• **Given problem 1**
Report every line of the listing that contains the string "inside".

Welcome everyone to the TFB Armorer’s Bench! As mentioned in the little blurb, this series will focus on a lot of home armorer and gunsmith activities. In this article sponsored by Wheeler, Tipton, Caldwell, and Frankford Arsenal, we’ll show how to completely disassemble an AR15 bolt carrier group. I am well aware that most of the folks who pass through these parts are into the new, cool, and tacticool. I personally love older and obsolete stuff but I also like to take things apart and put them back together. That being said we here at TFB thought it would be nice to have a resource available for disassembling and assembling an AR15. Smith & Wesson was gracious and kind enough to help us out and sent us one of their Sport II models. Now we are back to it folks! Took a nice little break over Labor Day weekend and now we can jump back into our disassembly articles on the AR15. This one is sort of a special intermediate article focusing on the BCG (bolt carrier group) and charging handle that would be removed from an AR15 upper during cleaning or disassembly. Let’s dive right in!
Disclaimer: It is stating the obvious when I say do not attempt this if you do not have confidence you can. There is no shame in not taking your gun apart. Consult a competent gunsmith/armorer for advice or if they would do the goal you wish to achieve. Refer to the first Armorer’s Bench article So, You Like Taking Guns Apart? where we talk about knowing your limitations.

• **Source data**
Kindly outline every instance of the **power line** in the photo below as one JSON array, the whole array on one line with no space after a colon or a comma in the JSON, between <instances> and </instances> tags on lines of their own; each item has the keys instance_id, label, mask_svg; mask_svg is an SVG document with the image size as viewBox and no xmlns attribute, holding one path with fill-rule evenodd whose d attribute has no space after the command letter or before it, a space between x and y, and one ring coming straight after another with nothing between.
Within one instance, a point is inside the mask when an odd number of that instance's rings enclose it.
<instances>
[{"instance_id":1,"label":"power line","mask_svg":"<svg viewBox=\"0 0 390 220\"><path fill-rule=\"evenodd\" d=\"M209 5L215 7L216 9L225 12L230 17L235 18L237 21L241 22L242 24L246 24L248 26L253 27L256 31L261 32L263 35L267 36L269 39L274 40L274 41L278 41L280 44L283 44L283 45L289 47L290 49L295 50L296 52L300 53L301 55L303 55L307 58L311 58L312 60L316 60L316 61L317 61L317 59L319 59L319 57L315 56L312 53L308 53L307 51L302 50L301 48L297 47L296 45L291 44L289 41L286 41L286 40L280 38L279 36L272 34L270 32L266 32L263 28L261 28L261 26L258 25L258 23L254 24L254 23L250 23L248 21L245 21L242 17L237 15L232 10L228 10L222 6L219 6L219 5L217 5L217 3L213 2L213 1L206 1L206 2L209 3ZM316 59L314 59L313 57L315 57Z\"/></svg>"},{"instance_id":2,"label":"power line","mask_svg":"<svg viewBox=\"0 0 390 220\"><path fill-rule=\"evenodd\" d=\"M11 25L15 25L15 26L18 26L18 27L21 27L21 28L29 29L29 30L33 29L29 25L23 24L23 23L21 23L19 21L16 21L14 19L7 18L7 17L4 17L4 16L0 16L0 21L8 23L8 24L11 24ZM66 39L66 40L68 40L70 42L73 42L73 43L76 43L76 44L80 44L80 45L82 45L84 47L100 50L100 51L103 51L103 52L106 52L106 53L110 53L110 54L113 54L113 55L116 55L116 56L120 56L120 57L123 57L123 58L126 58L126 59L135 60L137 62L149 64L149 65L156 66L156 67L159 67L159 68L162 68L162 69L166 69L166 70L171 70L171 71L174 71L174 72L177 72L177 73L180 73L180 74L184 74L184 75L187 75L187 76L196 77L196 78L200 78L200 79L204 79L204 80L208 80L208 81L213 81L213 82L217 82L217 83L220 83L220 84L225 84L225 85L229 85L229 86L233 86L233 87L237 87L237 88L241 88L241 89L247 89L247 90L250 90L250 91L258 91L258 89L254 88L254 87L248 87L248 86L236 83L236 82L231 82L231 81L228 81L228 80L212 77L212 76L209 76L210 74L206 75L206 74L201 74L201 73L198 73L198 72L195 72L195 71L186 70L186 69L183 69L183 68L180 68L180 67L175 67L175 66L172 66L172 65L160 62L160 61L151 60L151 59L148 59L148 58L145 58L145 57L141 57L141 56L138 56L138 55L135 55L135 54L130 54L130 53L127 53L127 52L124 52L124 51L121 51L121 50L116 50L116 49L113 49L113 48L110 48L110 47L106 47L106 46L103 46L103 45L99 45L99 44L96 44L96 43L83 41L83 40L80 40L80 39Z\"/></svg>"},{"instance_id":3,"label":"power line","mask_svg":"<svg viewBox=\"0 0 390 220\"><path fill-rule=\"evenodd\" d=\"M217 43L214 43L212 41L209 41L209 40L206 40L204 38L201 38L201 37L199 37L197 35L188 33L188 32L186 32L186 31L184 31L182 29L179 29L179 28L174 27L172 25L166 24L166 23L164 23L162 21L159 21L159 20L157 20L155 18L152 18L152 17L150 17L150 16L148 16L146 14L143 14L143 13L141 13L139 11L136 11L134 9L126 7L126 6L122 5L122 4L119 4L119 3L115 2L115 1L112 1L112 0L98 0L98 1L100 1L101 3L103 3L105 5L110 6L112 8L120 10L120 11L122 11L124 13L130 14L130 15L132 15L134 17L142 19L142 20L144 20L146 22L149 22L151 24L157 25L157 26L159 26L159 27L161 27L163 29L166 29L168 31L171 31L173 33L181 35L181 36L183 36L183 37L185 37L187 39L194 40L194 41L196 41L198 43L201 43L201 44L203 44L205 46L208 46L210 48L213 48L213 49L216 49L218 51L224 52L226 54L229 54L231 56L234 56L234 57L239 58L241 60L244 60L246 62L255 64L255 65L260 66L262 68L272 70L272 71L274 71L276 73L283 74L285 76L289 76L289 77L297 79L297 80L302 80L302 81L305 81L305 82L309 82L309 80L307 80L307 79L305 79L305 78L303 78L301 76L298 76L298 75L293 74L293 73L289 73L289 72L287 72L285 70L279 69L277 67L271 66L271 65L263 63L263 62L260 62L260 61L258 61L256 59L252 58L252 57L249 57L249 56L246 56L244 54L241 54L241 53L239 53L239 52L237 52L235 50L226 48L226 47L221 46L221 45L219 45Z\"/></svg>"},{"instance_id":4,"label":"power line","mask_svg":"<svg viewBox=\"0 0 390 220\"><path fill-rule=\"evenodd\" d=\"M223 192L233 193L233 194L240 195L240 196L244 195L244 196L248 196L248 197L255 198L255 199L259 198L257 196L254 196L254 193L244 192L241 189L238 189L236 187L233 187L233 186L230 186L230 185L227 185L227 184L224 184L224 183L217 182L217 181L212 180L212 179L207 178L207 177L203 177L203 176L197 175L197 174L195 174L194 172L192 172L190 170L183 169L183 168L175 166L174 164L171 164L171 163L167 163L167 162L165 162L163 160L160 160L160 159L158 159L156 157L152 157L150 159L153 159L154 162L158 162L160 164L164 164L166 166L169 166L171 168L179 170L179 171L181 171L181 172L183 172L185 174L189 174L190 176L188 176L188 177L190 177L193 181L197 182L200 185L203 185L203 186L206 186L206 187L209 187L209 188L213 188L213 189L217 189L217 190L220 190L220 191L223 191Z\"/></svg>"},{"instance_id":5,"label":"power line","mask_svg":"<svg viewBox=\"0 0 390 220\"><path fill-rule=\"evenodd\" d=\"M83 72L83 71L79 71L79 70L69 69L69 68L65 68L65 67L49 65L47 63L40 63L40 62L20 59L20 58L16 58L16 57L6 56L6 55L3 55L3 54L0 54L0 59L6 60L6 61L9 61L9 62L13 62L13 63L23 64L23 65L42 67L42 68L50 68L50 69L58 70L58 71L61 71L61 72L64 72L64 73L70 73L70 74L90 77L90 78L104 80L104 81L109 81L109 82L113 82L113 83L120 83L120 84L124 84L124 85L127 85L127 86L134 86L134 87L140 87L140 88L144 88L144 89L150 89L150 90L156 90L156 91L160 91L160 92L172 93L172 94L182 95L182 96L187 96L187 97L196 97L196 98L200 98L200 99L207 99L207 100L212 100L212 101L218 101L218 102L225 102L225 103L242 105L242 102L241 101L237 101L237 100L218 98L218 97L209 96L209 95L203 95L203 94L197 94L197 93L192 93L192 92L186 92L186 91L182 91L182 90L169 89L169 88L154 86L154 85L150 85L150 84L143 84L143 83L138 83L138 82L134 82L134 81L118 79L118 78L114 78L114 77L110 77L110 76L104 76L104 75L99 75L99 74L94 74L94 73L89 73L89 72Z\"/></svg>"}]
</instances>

• **Given problem 2**
For each statement, say yes or no according to the AR15 article and quote the words that decide it: (a) The article is sponsored by Wheeler, Tipton, Caldwell, and Frankford Arsenal. (b) Smith & Wesson sent one of its Sport II models. (c) The break was taken over Memorial Day weekend.

• **Exercise response 1**
Within one instance, a point is inside the mask when an odd number of that instance's rings enclose it.

• **Exercise response 2**
(a) Yes: "In this article sponsored by Wheeler, Tipton, Caldwell, and Frankford Arsenal"
(b) Yes: "sent us one of their Sport II models"
(c) No: "Took a nice little break over Labor Day weekend"